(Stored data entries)
....

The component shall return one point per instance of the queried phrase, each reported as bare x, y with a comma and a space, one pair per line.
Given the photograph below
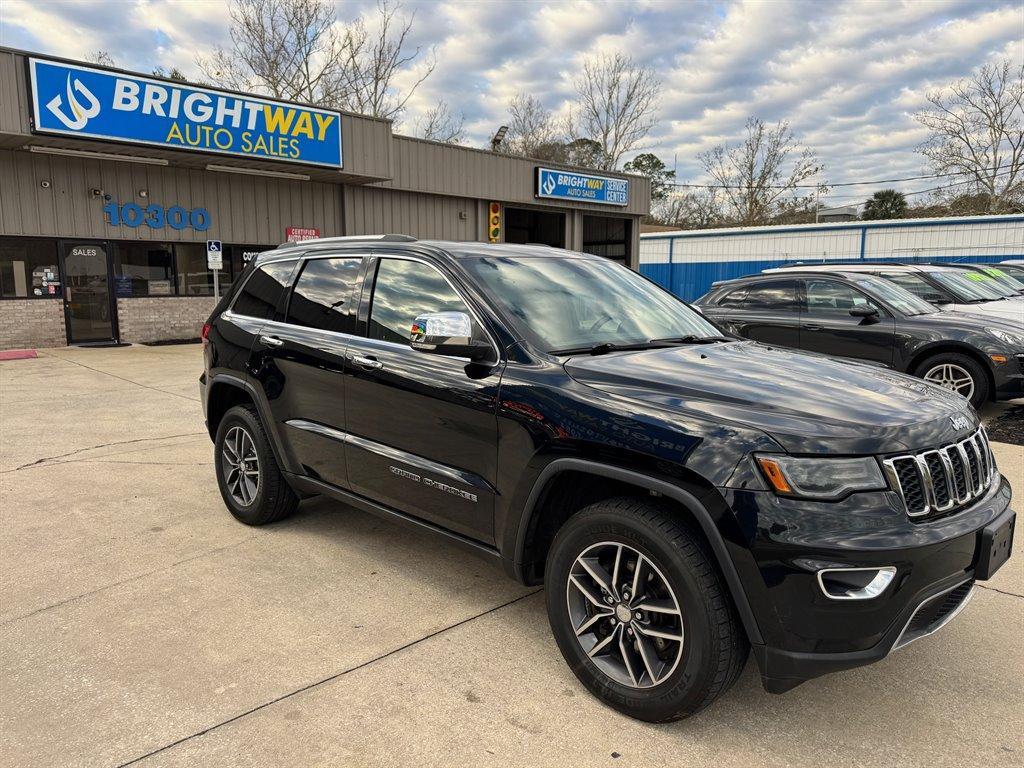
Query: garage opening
540, 227
604, 236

....

**WHAT IS EXPECTED**
Nothing but the lines from the line holding "Given the photograph below" through the last line of the entries above is to be reproduced, exactly and without pictures.

**SOLUTION TO THIS EXERCISE**
Given the photograph below
Query: garage opening
540, 227
604, 236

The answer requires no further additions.